— start —
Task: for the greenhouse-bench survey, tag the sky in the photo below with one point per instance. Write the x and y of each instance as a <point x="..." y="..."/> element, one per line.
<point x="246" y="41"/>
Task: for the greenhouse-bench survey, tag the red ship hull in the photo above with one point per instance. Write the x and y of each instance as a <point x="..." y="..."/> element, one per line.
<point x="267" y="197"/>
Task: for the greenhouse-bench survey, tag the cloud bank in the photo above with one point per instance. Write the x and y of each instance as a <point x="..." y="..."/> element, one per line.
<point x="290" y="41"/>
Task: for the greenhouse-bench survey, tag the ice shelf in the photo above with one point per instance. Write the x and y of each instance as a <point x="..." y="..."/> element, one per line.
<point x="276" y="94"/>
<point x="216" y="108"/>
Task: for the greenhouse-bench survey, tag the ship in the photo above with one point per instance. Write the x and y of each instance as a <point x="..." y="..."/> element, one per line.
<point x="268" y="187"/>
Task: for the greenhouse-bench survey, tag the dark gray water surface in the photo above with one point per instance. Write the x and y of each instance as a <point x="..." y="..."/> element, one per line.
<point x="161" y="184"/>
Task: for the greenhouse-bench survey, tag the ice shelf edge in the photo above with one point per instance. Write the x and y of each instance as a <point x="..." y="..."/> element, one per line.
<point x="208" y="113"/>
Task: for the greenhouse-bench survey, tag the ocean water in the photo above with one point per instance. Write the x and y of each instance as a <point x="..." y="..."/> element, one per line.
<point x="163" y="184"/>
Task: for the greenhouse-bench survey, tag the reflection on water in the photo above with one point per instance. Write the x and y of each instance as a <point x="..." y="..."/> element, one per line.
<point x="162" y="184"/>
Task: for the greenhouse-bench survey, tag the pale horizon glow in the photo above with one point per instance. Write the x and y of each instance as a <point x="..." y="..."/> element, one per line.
— end —
> TASK STATEMENT
Copy out everything from the row containing "Task: for the greenhouse-bench survey, tag the ice shelf edge" down to the final row above, including both ends and changing nothing.

> ANSWER BELOW
Task: for the greenhouse-bench survey, tag the ice shelf edge in the photo above with one point per instance. Write the x and y of each instance as a <point x="..." y="..."/> element, one per line.
<point x="208" y="113"/>
Task: for the greenhouse-bench survey, tag the ocean water in the photo above with one point per instance. Write the x and y of each instance as a <point x="..." y="..."/> element, one per line.
<point x="163" y="184"/>
Task: for the greenhouse-bench survey, tag the reflection on water in the photo above with one point per instance. Write the x and y of each instance as a <point x="..." y="..."/> element, one per line.
<point x="162" y="184"/>
Task: for the greenhouse-bench survey, tag the pale horizon glow in the photo above with one point per instance. Write the x and y of each instance as a <point x="..." y="..."/> element, one per line.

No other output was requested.